北村匡平さんの映画批評『創造的映画のポイエティーク』『No.014 コミュニケーションの不可能性と距離の映画学―フェデリコ・フェリーニ『ジンジャーとフレッド』』をアップしましたぁ。北村さんの映画批評においてフェリーニ映画はとても重要です。『コミュニケーションの不可能性と距離の映画学』は連作フェリーニ論であり、『道』、『甘い生活』についても批評しておられます。是非この機会にまだお読みになっていない皆様は、目をお通しになってみてください。
『ジンジャーとフレッド』はフェリーニ晩年の作品です。つい昨日のやうに感じますが、公開からもう30年も経ってしまったのですねぇ。不肖・石川、年を取るわけだ(爆)。北村さんは「『ジンジャーとフレッド』(1985年)以降、テレビを中心としたマスメディアが記号を動かしていくようになるのと重なるように、フェリーニ映画は登場人物や物語内部の象徴的媒介性を使って物語を描くのではなく、映画というメディア自体を意識するようになる」と書いておられます。つまりフェリーニは時代に追いつきながら映画を制作していたわけです。初期から彼の作品を見るとそれがはっきりわかりますね。巨匠と呼ばれる由縁です。

## 課題要件
本文抜粋に基づき、次の問いに答えよ。
1. 北村さんの連作フェリーニ論の題名は何か。
2. 連作で『ジンジャーとフレッド』以外に批評されている作品を挙げよ。
3. 『ジンジャーとフレッド』の公開年として括弧内に示されている年は何年か。
行データは解答に使用しません。

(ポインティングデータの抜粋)
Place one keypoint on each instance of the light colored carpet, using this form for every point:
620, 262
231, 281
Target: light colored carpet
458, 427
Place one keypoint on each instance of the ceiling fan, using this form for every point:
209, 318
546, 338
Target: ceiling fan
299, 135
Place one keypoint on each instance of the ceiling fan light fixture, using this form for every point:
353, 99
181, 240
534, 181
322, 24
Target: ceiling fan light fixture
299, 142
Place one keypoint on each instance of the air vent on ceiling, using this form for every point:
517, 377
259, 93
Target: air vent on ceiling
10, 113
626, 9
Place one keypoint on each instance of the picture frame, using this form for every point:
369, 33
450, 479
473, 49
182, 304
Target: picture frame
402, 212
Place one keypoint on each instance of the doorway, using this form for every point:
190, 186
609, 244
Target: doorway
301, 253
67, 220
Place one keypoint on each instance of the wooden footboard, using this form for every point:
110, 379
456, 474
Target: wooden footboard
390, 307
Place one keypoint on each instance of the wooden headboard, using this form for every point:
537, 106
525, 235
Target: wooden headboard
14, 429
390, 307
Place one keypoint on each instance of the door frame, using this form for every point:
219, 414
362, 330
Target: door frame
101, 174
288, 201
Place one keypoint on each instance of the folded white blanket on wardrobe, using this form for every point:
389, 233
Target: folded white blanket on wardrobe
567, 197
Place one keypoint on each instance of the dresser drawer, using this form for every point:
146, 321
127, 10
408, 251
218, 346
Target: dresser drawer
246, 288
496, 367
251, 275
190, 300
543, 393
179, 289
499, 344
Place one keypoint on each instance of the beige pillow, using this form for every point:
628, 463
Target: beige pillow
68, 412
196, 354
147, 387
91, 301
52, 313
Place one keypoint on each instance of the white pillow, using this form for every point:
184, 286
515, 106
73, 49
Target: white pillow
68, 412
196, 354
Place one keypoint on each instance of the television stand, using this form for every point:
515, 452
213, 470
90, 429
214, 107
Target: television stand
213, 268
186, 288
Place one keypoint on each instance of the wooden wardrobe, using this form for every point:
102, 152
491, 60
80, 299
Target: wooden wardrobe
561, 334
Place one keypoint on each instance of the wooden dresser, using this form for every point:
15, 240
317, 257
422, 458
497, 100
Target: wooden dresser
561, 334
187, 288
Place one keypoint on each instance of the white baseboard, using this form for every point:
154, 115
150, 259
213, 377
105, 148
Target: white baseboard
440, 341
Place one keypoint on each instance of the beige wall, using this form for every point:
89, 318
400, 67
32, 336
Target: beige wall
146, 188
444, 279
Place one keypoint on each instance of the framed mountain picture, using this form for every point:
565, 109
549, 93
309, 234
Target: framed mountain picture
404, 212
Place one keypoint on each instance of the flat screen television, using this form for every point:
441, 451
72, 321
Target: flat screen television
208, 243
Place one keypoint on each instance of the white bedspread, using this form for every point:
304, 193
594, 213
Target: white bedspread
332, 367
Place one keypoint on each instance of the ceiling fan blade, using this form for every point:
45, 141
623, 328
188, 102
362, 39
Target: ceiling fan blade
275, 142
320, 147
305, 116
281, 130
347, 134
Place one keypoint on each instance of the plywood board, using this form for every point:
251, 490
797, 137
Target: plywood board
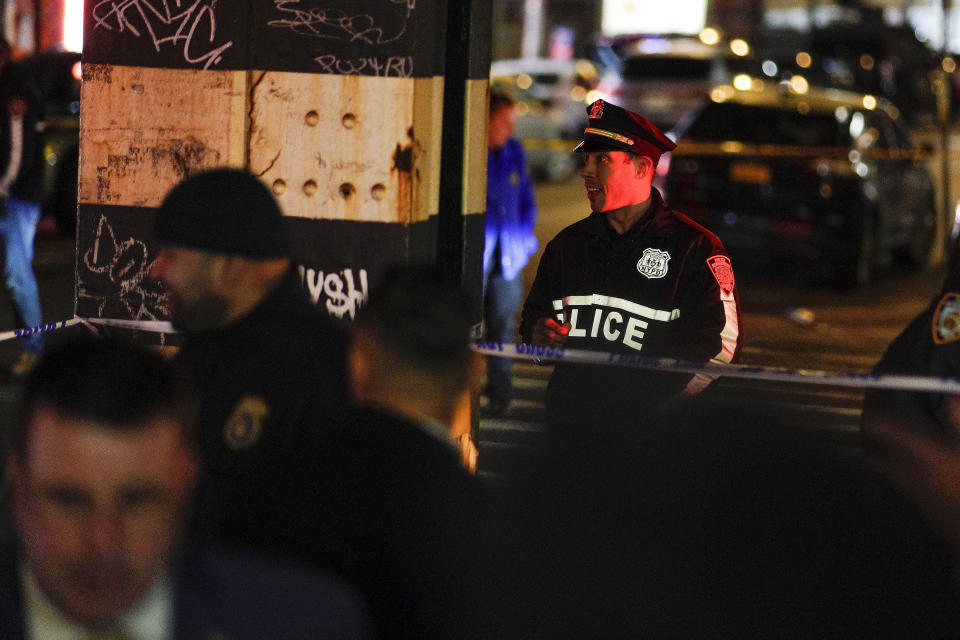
143, 130
335, 147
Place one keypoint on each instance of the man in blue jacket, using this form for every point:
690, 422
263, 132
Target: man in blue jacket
508, 241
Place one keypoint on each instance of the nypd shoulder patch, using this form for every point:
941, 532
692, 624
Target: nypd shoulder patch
723, 272
946, 319
244, 427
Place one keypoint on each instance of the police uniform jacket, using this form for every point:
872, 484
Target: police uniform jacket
272, 390
664, 288
928, 346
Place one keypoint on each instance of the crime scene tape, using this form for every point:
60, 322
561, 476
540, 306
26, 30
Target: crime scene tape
583, 356
153, 326
43, 328
777, 374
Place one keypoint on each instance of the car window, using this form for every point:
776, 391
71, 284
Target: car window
665, 68
720, 122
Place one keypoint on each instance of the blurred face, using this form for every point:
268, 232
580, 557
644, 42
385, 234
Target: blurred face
613, 180
189, 277
502, 123
98, 509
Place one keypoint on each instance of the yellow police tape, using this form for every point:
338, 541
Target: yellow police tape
732, 147
713, 369
541, 355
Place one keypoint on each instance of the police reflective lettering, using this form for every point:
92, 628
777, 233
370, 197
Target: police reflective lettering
615, 328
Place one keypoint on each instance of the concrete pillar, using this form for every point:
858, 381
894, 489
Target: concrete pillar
337, 106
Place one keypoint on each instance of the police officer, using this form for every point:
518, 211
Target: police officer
269, 370
634, 277
928, 346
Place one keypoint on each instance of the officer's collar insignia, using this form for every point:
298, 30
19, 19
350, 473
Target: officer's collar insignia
946, 319
596, 110
653, 263
723, 272
245, 424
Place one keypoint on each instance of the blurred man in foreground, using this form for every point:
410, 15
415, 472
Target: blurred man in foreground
102, 469
268, 367
403, 521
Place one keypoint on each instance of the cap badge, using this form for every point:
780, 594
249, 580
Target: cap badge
946, 319
723, 272
245, 424
653, 263
608, 134
596, 109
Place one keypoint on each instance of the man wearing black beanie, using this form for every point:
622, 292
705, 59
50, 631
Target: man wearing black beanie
267, 367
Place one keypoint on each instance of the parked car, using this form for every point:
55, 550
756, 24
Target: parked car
551, 100
823, 175
867, 57
665, 77
58, 77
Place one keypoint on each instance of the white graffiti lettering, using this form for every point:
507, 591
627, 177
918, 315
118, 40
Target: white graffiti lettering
340, 21
392, 67
339, 291
164, 24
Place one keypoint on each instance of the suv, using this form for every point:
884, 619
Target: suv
664, 77
827, 176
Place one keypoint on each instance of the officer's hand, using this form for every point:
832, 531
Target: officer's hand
547, 332
468, 453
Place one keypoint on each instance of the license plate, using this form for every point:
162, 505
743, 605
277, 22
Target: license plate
749, 172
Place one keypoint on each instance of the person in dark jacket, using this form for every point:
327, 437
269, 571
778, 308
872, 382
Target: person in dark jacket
635, 277
269, 369
102, 466
20, 182
508, 241
928, 346
405, 522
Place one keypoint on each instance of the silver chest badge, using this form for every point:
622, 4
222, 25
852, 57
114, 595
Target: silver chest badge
653, 263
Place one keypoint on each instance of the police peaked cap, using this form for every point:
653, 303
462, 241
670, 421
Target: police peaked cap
226, 211
617, 129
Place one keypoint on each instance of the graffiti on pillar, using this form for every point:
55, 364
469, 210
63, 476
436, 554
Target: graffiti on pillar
373, 23
390, 67
114, 275
341, 293
187, 26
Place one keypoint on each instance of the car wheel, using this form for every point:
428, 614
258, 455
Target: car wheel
854, 269
916, 253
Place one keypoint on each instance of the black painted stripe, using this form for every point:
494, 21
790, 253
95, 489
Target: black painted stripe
115, 248
394, 38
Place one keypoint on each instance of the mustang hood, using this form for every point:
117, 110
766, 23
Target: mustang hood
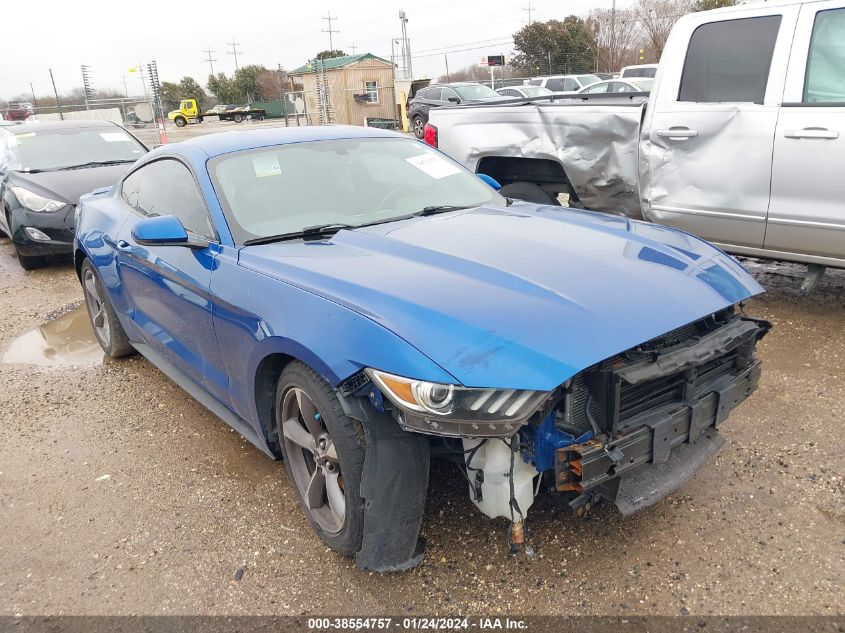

## 解答出力
1. 『コミュニケーションの不可能性と距離の映画学』
2. 『道』と『甘い生活』
3. 1985年